::: Available records

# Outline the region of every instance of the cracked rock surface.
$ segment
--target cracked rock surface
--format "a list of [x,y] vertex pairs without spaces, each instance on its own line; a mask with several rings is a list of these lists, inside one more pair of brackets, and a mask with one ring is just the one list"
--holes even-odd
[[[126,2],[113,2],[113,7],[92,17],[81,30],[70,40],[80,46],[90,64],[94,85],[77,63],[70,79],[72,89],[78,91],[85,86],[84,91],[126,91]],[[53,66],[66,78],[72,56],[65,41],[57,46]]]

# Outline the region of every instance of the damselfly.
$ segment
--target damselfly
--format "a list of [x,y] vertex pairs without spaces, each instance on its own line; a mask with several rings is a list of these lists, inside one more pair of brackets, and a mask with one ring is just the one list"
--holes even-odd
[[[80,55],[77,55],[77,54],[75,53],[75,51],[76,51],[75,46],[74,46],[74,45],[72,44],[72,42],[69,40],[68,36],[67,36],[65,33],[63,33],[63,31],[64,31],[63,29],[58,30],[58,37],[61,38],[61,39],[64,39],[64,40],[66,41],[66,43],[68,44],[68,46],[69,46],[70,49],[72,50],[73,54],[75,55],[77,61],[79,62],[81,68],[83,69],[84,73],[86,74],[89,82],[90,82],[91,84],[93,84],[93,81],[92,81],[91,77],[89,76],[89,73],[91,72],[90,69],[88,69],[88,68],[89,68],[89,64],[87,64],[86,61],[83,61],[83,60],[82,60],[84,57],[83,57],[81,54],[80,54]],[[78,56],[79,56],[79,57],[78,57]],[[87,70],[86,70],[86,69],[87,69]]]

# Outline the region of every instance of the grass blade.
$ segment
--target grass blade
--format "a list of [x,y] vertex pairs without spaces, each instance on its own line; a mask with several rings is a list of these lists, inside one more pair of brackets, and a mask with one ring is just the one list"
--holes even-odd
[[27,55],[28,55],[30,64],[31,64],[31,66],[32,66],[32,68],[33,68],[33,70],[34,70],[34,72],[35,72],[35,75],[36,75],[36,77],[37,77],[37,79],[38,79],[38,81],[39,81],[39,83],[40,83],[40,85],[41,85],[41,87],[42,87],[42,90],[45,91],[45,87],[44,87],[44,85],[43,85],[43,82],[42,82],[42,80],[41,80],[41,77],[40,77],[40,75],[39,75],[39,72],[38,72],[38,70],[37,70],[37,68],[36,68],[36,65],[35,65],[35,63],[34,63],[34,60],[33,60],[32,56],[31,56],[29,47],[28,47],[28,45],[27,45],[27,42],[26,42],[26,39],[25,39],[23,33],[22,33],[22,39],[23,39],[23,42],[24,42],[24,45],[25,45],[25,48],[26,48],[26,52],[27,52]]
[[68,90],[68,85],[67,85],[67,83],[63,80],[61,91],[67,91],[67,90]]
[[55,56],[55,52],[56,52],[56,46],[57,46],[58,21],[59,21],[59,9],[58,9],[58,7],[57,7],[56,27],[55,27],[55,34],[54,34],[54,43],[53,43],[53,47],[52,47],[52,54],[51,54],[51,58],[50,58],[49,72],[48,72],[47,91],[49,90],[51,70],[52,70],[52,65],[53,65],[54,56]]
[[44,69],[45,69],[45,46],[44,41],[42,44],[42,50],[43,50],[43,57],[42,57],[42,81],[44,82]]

::::::

Objective: Please update the entries from the beginning up to and including the line containing "--target cracked rock surface", swapping "segment" for "mask" and leaving all else unchanged. Return only those lines.

Worked answer:
# Outline the region of every instance of the cracked rock surface.
$ mask
--target cracked rock surface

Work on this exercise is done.